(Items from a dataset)
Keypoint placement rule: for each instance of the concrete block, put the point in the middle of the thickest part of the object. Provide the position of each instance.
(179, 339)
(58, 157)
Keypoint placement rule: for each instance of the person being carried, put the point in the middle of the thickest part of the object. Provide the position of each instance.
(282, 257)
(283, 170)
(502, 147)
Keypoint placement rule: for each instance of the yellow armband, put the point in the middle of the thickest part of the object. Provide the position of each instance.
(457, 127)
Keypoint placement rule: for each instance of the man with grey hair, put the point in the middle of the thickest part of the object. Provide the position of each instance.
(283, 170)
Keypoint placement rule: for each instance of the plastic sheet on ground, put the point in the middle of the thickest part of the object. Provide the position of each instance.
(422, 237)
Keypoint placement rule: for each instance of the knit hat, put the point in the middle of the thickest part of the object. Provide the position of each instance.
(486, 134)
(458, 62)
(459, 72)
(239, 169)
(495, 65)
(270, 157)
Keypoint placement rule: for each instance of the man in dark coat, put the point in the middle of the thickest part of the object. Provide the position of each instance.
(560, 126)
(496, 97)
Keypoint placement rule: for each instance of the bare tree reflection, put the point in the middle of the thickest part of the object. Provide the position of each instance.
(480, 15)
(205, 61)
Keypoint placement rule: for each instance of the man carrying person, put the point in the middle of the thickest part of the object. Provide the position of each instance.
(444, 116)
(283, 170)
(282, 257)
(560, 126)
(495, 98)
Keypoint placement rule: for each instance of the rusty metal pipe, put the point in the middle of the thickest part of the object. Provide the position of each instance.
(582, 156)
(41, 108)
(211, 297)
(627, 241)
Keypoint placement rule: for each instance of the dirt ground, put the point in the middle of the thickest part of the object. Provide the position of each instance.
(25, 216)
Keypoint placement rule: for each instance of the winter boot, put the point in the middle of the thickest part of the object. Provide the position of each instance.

**What is being asked**
Reproduce the lines of the entries above exactly, but only from the line containing "Keypoint placement rule: for each instance of the knit" through the final line.

**Result for this task**
Keypoint placement rule: for each instance of the knit hat, put the point in the middle of the thickest part of the object. Provide the position of each instance.
(486, 134)
(458, 62)
(459, 72)
(239, 169)
(495, 65)
(270, 157)
Keypoint placement rule: for each instance of the man in dark coat, put the point in the middle of the thickest part of the object. Provide the position of each instance.
(560, 126)
(496, 97)
Keypoint placement rule: for each instance of the bare tree reflection, put the point in the middle of the thickest part of the object. Provide the position of each instance.
(480, 15)
(205, 61)
Keypoint placement rule: for each instance of the man carrying person, put the point in the middle of the thickest part of the object. Provide the position of each instance.
(444, 116)
(283, 170)
(282, 257)
(560, 126)
(495, 98)
Keypoint placement rule: for each instance of the rusty metal pipe, put the point in the middle of the thickest part of the object. Provide the position of each instance.
(582, 156)
(41, 108)
(211, 297)
(627, 241)
Keypoint placement rule: for each instance of the dirt ground, put the point in the middle of the thickest part of the object. Provide the position of each instance.
(25, 216)
Keypoint placement rule: for each instance of the winter boot, put the point in the middle of the thickest part of the object. Provide the position of each instance.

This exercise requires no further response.